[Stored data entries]
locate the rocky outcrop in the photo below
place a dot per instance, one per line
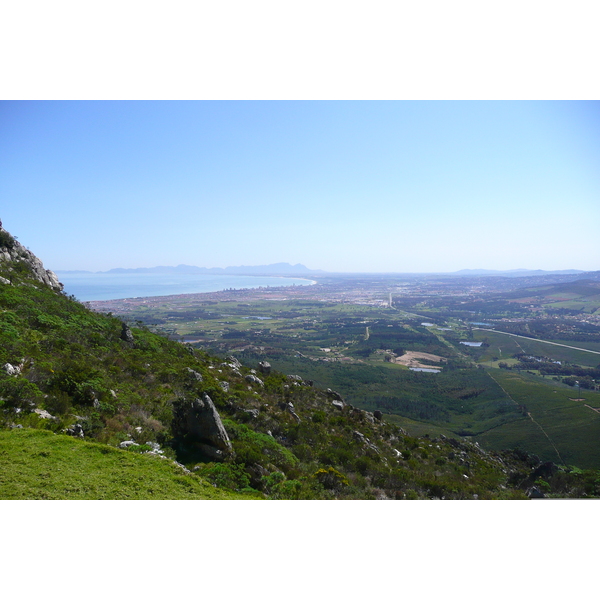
(254, 379)
(12, 253)
(197, 421)
(126, 334)
(264, 367)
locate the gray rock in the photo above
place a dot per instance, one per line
(195, 375)
(235, 362)
(126, 334)
(264, 367)
(334, 395)
(199, 422)
(17, 253)
(11, 369)
(75, 431)
(254, 379)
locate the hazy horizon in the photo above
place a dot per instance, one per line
(345, 187)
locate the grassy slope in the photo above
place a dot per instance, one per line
(572, 427)
(39, 465)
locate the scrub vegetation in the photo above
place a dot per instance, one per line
(88, 407)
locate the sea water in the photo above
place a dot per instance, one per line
(114, 286)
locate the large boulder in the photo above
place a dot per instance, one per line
(197, 421)
(126, 334)
(264, 367)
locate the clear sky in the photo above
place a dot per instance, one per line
(369, 186)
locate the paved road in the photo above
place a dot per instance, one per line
(536, 340)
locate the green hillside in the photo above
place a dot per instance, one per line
(39, 465)
(67, 371)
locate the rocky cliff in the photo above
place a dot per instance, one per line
(15, 258)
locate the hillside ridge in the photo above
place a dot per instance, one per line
(243, 428)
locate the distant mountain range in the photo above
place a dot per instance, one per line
(274, 269)
(514, 272)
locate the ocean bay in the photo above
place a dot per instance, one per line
(114, 286)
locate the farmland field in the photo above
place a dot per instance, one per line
(362, 336)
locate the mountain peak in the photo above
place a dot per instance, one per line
(17, 261)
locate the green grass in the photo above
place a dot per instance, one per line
(509, 345)
(39, 465)
(571, 426)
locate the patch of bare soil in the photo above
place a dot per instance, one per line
(411, 359)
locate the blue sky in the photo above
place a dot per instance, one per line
(371, 186)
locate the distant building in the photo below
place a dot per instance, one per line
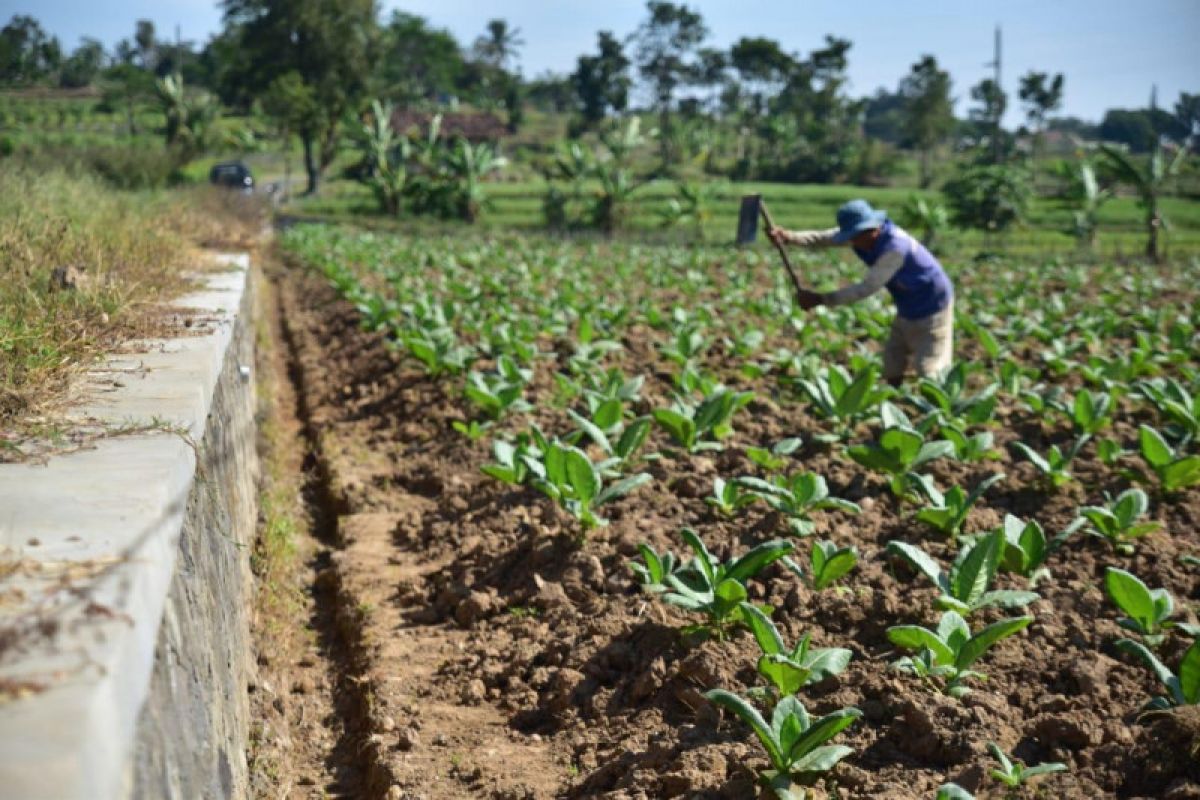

### [What you have to do]
The answer must consist of every line in the records above that contains the word "rocky".

### [Solution for this problem]
locate the rocky outcrop in the photo below
locate the rocky cliff in the photo above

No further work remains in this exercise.